**Written exercise**
Write out every line of the items below as a JSON list of strings, one string per line, with blank lines omitted. Leave the pictures out.

**Data for processing**
◆ ◆ ◆ ◆ ◆
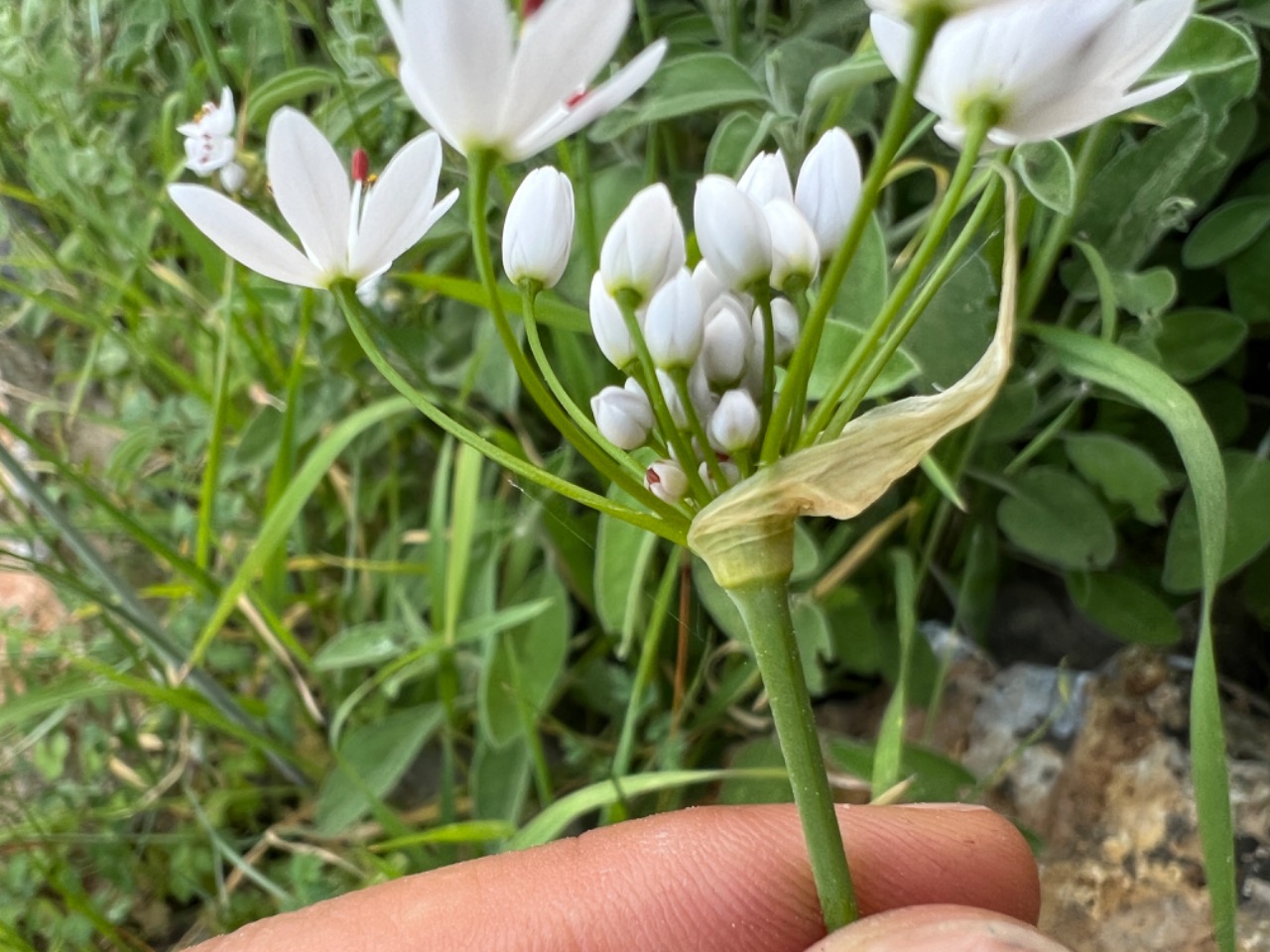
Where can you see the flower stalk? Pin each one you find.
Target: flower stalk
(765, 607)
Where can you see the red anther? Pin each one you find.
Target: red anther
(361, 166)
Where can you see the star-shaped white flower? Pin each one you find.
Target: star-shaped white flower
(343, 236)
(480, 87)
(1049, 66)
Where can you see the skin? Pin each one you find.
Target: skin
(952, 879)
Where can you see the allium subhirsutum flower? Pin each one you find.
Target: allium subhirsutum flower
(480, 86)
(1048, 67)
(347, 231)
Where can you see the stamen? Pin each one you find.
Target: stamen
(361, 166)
◆ ◆ ◆ ◆ ◆
**Reply**
[
  "Where can you see the flower stalk? Pin each one you find.",
  "Target: flower stalk",
  "(765, 607)",
  "Where can you see the red anther? Pin each one you find.",
  "Target: red anther",
  "(361, 166)",
  "Where can you see the star-shaped white flower? Pin each one you find.",
  "Target: star-shaped white flower",
  "(343, 236)",
  "(480, 87)",
  "(1049, 66)",
  "Where can you see the skin? Pin each one you find.",
  "Target: skin",
  "(952, 879)",
  "Where can you see the allium subhirsutum flower? Pin each one you find.",
  "Target: allium subhirsutum flower",
  "(480, 86)",
  "(1048, 67)",
  "(347, 231)",
  "Where can you see the stamen? Pin each one you find.",
  "Target: stamen",
  "(361, 166)"
]